Texte fourni ▸
Cette information est reprise par les partisans de l'UOC-KP pour prétendre que leur Église est majoritaire. Pourtant ce n'est qu'un trompe-l'œil car la majorité des croyants est tout simplement mal informée de la question des juridictions. Ainsi un sondage effectué à Odessa parmi les personnes se déclarant Orthodoxes montre que seuls 25% savent à quelle juridiction appartient leur paroisse, 63% ne le savent pas et 12% ne fréquentent aucune paroisse bien que croyants … Les commentateurs expliquent que si l'UOC-KP est ainsi plébiscité, c'est sur le seul nom de Kiev, "les gens supposant que si l'Église est ukrainienne le patriarcat doit être de Kiev"…

LES POSITIONS EN PRESENCE
Tous les protagonistes considèrent que la voie de l'union se l'Orthodoxie en Ukraine passe par l'unification des 3 Églises ci-dessus, toutes issues de l'Église russe d'avant 1920. Mais les approches doctrinales divergent entre 2 grandes tendances: celle de l'autocéphalie et celle de la "communauté issue de la Rus de Kiev".

Exercices ▸
**A.** Répondez aux questions suivantes à partir du texte sur l'Orthodoxie en Ukraine.
(i) D'après le sondage effectué à Odessa, quel pourcentage des personnes se déclarant orthodoxes savent à quelle juridiction appartient leur paroisse ?
(ii) De quelle Église sont issues les 3 Églises dont l'unification est évoquée ?
(iii) Entre quelles deux grandes tendances les approches doctrinales divergent-elles ?
**B.** Recopiez à l'identique la partie des enregistrements qui va de leur début jusqu'à la ligne contenant "even-odd rule for holes", celle-ci comprise.
Le texte et les enregistrements n'ont aucun lien entre eux.

Données fournies ▸
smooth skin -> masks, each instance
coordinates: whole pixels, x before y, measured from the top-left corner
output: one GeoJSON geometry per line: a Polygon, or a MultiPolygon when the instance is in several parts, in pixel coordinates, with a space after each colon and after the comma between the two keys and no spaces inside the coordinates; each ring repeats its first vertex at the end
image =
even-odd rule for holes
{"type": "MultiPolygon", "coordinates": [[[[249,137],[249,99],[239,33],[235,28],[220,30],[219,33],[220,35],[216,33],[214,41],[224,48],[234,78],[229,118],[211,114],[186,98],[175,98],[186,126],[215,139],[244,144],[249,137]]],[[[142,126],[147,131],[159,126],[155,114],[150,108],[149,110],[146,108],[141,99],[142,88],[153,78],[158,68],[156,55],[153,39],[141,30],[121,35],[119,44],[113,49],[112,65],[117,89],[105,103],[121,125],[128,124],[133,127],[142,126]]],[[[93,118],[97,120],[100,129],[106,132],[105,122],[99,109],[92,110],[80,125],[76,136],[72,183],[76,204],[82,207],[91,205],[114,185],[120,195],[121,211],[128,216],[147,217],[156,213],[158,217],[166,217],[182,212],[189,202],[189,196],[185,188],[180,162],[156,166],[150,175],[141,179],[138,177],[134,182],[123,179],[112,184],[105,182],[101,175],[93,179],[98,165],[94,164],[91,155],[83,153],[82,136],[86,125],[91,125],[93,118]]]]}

Réponses complètes ▸
**A.**
(i) 25 %.
(ii) De l'Église russe d'avant 1920.
(iii) Celle de l'autocéphalie et celle de la "communauté issue de la Rus de Kiev".

**B.**
smooth skin -> masks, each instance
coordinates: whole pixels, x before y, measured from the top-left corner
output: one GeoJSON geometry per line: a Polygon, or a MultiPolygon when the instance is in several parts, in pixel coordinates, with a space after each colon and after the comma between the two keys and no spaces inside the coordinates; each ring repeats its first vertex at the end
image =
even-odd rule for holes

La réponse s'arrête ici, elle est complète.